:: Passage shown
As War on Poverty cools, question remains: How successful was it?

Buried in statistics that show an overall increase in poverty in the United States lie glimmers of good news.

The proportion of elderly Americans living in poverty dropped from about 30 percent to 15 percent between 1967 and 1981, according to the US Census Bureau.

And the overall poverty rate of 14 percent - 32 million people - just reported for 1981 by the bureau may be overstated by as much as half. If nonmoney assistance from the federal government, such as food stamps and medical payments, is counted as income, the number of people of all ages classified as living in poverty would be reduced by 40 to 50 percent or more, according to various studies.

Does this mean the War on Poverty, which in the mid '60s initiated many of the federal programs aiding the poor, was successful as far as it went? Some analysts argue the War on Poverty and related programs simply sapped the initiative of many to find work. Others say it restored dignity and relieved suffering among millions of Americans.
::::
:: Extracted material
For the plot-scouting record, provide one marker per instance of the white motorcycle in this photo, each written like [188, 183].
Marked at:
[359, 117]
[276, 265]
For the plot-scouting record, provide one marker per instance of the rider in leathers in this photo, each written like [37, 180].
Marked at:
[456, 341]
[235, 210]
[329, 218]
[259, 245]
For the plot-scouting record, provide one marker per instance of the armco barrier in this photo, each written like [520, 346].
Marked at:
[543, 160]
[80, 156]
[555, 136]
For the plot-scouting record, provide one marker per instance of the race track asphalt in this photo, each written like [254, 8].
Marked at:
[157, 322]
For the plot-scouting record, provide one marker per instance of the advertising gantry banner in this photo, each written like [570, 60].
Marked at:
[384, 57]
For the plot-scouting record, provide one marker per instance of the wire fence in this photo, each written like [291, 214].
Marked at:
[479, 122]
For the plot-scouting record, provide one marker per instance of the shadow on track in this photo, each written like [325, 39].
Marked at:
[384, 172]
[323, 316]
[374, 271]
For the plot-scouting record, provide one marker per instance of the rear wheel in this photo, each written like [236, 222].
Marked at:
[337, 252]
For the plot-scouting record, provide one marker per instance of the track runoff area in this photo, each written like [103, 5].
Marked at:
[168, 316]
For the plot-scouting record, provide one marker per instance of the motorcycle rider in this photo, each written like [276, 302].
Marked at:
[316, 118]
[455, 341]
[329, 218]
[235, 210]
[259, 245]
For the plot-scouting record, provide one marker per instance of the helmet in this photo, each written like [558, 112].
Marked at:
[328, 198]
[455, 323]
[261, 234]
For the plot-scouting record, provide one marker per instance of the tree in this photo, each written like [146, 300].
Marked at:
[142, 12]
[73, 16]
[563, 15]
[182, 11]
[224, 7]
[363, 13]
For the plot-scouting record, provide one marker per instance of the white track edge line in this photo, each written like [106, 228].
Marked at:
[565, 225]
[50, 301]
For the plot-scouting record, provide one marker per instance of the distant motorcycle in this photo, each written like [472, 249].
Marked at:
::::
> **What is expected**
Write out the portion of the War on Poverty article between "Does this mean" and "millions of Americans.", inclusive, word for word.

> **Response**
Does this mean the War on Poverty, which in the mid '60s initiated many of the federal programs aiding the poor, was successful as far as it went? Some analysts argue the War on Poverty and related programs simply sapped the initiative of many to find work. Others say it restored dignity and relieved suffering among millions of Americans.